Position identification records
Start
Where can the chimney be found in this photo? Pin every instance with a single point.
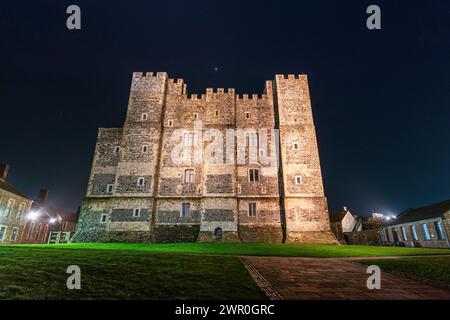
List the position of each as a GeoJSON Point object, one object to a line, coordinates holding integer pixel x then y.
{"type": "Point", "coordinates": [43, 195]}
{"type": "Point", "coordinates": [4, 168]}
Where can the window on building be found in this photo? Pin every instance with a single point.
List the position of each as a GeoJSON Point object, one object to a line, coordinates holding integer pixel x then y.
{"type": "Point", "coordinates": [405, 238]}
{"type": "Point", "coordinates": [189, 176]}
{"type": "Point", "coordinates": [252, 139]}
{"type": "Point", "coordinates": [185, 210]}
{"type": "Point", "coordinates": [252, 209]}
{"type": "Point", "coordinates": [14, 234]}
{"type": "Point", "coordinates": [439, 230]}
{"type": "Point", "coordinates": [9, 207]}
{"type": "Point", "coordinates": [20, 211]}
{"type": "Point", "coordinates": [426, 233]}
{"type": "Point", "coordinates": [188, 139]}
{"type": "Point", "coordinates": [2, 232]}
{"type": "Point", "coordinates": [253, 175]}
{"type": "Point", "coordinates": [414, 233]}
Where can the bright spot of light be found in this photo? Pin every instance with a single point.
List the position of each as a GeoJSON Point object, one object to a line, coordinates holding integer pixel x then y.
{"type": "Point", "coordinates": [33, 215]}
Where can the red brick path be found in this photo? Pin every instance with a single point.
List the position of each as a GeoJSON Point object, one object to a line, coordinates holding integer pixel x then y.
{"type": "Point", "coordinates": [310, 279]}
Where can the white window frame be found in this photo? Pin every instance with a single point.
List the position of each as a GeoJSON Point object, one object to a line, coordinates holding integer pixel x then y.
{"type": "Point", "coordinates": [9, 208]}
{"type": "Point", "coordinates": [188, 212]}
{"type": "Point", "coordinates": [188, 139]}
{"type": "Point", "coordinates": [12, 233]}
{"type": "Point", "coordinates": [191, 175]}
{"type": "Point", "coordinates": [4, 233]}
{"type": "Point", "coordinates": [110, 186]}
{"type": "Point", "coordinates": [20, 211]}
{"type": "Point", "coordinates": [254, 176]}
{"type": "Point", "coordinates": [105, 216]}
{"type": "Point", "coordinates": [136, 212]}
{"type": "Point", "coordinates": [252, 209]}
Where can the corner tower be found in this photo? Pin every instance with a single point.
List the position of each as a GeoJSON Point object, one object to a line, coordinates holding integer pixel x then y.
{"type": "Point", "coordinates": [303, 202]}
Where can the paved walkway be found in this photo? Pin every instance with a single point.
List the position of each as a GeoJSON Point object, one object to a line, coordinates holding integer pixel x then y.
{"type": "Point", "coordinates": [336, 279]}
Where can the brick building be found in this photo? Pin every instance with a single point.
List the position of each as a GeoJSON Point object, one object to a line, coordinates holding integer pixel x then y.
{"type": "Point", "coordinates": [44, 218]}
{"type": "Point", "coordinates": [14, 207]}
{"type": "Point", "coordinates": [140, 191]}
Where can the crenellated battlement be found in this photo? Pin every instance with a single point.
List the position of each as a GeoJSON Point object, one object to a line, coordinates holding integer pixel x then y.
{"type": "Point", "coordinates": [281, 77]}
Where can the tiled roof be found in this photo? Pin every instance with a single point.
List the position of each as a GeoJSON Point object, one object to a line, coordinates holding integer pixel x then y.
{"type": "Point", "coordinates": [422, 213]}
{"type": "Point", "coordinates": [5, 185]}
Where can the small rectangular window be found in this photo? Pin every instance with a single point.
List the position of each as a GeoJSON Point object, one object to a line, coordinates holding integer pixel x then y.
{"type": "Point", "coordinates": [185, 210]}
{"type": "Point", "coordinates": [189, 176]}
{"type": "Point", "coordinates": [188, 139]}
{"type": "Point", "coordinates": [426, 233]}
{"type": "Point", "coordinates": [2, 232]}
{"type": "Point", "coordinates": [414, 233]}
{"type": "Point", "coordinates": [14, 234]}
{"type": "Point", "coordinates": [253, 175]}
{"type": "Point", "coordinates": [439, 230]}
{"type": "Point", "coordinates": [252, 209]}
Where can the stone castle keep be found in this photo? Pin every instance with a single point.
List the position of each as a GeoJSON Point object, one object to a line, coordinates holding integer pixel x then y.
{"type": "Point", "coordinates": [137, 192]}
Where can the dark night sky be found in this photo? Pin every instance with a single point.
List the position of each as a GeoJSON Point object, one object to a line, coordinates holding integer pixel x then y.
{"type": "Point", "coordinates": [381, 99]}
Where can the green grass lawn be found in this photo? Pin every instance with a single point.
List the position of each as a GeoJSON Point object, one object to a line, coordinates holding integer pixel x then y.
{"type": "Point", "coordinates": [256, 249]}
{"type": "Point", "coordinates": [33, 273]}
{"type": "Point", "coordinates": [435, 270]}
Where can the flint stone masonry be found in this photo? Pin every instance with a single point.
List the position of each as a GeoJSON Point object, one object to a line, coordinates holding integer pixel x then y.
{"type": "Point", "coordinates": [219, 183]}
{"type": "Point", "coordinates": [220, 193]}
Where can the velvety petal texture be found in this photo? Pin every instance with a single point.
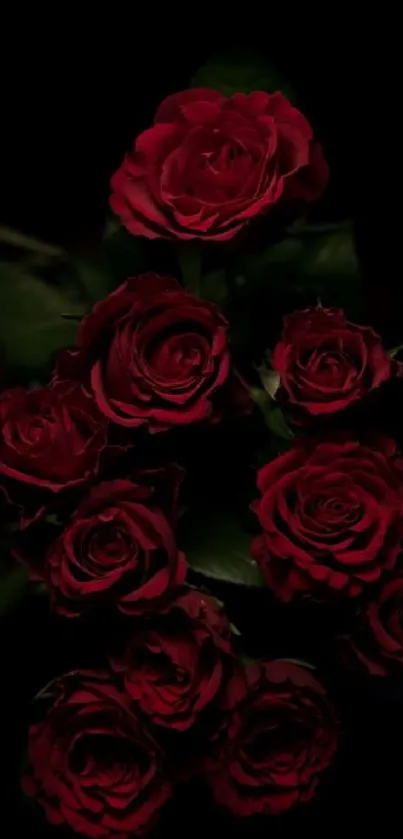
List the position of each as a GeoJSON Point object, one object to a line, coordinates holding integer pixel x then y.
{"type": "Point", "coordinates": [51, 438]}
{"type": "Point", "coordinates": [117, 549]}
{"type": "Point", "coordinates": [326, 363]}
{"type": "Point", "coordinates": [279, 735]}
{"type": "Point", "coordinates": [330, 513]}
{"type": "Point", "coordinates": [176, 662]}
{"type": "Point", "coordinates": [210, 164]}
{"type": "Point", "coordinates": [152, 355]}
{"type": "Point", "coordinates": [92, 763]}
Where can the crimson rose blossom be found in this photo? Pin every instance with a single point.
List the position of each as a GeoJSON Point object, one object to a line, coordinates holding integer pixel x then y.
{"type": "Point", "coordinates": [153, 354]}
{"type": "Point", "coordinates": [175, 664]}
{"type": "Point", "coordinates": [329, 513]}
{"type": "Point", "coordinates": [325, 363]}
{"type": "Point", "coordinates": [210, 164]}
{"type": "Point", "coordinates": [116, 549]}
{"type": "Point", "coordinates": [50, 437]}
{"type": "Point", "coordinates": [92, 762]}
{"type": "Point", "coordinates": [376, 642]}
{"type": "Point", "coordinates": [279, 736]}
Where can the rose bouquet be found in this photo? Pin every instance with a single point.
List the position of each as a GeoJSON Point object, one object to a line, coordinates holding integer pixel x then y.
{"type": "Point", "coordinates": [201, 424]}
End
Set each line of the records down exactly, leaving every picture out.

The answer
Where can the chimney be found in this photo? Pin every instance with a single point.
List the position of each as a GeoJSON Point object, one object to a line, coordinates holding integer pixel x then y.
{"type": "Point", "coordinates": [43, 195]}
{"type": "Point", "coordinates": [4, 168]}
Where can the window on building be found in this photo? Pin every instance with a single point.
List the position of each as a GeoJSON Point object, one object to a line, coordinates holding integer pixel x then y.
{"type": "Point", "coordinates": [405, 238]}
{"type": "Point", "coordinates": [189, 176]}
{"type": "Point", "coordinates": [252, 139]}
{"type": "Point", "coordinates": [185, 210]}
{"type": "Point", "coordinates": [252, 209]}
{"type": "Point", "coordinates": [14, 234]}
{"type": "Point", "coordinates": [439, 230]}
{"type": "Point", "coordinates": [9, 207]}
{"type": "Point", "coordinates": [20, 211]}
{"type": "Point", "coordinates": [426, 233]}
{"type": "Point", "coordinates": [188, 139]}
{"type": "Point", "coordinates": [2, 232]}
{"type": "Point", "coordinates": [253, 175]}
{"type": "Point", "coordinates": [414, 233]}
Where can the bright spot of light be found in this photo? Pin every instance with a single point.
List the position of each as a GeoJSON Point object, one object to a line, coordinates holding integer pixel x then y.
{"type": "Point", "coordinates": [33, 215]}
Where can the red brick path be found in this photo? Pin every instance with a single point.
List the position of each as a GeoJSON Point object, one object to a line, coordinates holding integer pixel x then y.
{"type": "Point", "coordinates": [310, 279]}
Where can the white window frame be found in this photo? Pin every instance with a single point.
List the position of each as a GeoJSON Point object, one object to a line, coordinates holding integer pixel x then y.
{"type": "Point", "coordinates": [9, 208]}
{"type": "Point", "coordinates": [188, 212]}
{"type": "Point", "coordinates": [188, 139]}
{"type": "Point", "coordinates": [12, 233]}
{"type": "Point", "coordinates": [191, 175]}
{"type": "Point", "coordinates": [4, 233]}
{"type": "Point", "coordinates": [110, 186]}
{"type": "Point", "coordinates": [20, 211]}
{"type": "Point", "coordinates": [254, 176]}
{"type": "Point", "coordinates": [105, 216]}
{"type": "Point", "coordinates": [136, 212]}
{"type": "Point", "coordinates": [252, 209]}
Where can the corner tower be found in this photo? Pin every instance with a single point.
List the position of each as a GeoJSON Point object, one object to a line, coordinates holding integer pixel x then y.
{"type": "Point", "coordinates": [303, 202]}
Where can the paved walkway be found in this photo? Pin every instance with a single point.
List the position of each as a GeoJSON Point object, one object to a line, coordinates holding integer pixel x then y.
{"type": "Point", "coordinates": [336, 279]}
Where can the brick building be found in this photo? Pin every instance with a single point.
List the position of each as a GeoJSON Point object, one object to a line, coordinates holding integer pixel x then y.
{"type": "Point", "coordinates": [44, 218]}
{"type": "Point", "coordinates": [14, 207]}
{"type": "Point", "coordinates": [140, 191]}
Where can the crenellated battlement be found in this photo? Pin every instance with a single point.
List the position of each as a GeoJSON Point object, one object to a line, coordinates holding integer pixel x then y.
{"type": "Point", "coordinates": [281, 77]}
Where can the tiled roof be found in this photo? Pin every instance with a single point.
List the position of each as a GeoJSON Point object, one object to a line, coordinates holding integer pixel x then y.
{"type": "Point", "coordinates": [422, 213]}
{"type": "Point", "coordinates": [5, 185]}
Where can the small rectangular window be found in this photo? Pin every instance with a single point.
List the position of each as a GeoJSON Point object, one object to a line, coordinates holding integer pixel x then y.
{"type": "Point", "coordinates": [185, 210]}
{"type": "Point", "coordinates": [189, 176]}
{"type": "Point", "coordinates": [188, 139]}
{"type": "Point", "coordinates": [426, 233]}
{"type": "Point", "coordinates": [2, 232]}
{"type": "Point", "coordinates": [414, 233]}
{"type": "Point", "coordinates": [14, 234]}
{"type": "Point", "coordinates": [253, 175]}
{"type": "Point", "coordinates": [439, 230]}
{"type": "Point", "coordinates": [252, 209]}
Where can the stone castle keep be found in this photo? Pin every instance with a single point.
List the position of each as a GeoJSON Point object, one object to a line, coordinates holding integer pixel x then y.
{"type": "Point", "coordinates": [137, 192]}
Where can the dark night sky be found in this photo? Pin every instance with a single point.
List the position of each as a GeoJSON Point object, one object to a line, coordinates holding integer pixel x then y.
{"type": "Point", "coordinates": [381, 99]}
Where can the green grass lawn be found in this photo? Pin every instance with a single point.
List the position of each as a GeoJSON Point object, one object to a line, coordinates holding integer pixel x then y.
{"type": "Point", "coordinates": [256, 249]}
{"type": "Point", "coordinates": [33, 273]}
{"type": "Point", "coordinates": [435, 270]}
Where can the flint stone masonry be found in this photo? Pin every instance with a single point.
List the position of each as a GeoJSON Point object, one object to a line, coordinates holding integer pixel x then y.
{"type": "Point", "coordinates": [219, 183]}
{"type": "Point", "coordinates": [220, 193]}
Where can the velvety petal texture be found in this photo? Pin every instance with a single point.
List the position of each as a GeoJSON Point object, one object to a line, coordinates holding integer pixel x then y.
{"type": "Point", "coordinates": [51, 438]}
{"type": "Point", "coordinates": [117, 549]}
{"type": "Point", "coordinates": [326, 363]}
{"type": "Point", "coordinates": [279, 735]}
{"type": "Point", "coordinates": [330, 513]}
{"type": "Point", "coordinates": [176, 662]}
{"type": "Point", "coordinates": [210, 164]}
{"type": "Point", "coordinates": [152, 355]}
{"type": "Point", "coordinates": [92, 763]}
Where can the crimson rose blossom be found in this photo? Pin every instance with a single point.
List the position of each as a GeoJSON Point object, one object to a line, coordinates holding integer pixel x then y.
{"type": "Point", "coordinates": [153, 354]}
{"type": "Point", "coordinates": [175, 664]}
{"type": "Point", "coordinates": [329, 513]}
{"type": "Point", "coordinates": [325, 363]}
{"type": "Point", "coordinates": [210, 164]}
{"type": "Point", "coordinates": [116, 549]}
{"type": "Point", "coordinates": [50, 437]}
{"type": "Point", "coordinates": [92, 762]}
{"type": "Point", "coordinates": [376, 642]}
{"type": "Point", "coordinates": [279, 736]}
Where can the rose bouquet be found in this photo? Pin every instance with a single point.
List the position of each as a GeoJSON Point object, one object to a line, coordinates holding integer pixel x then y.
{"type": "Point", "coordinates": [201, 424]}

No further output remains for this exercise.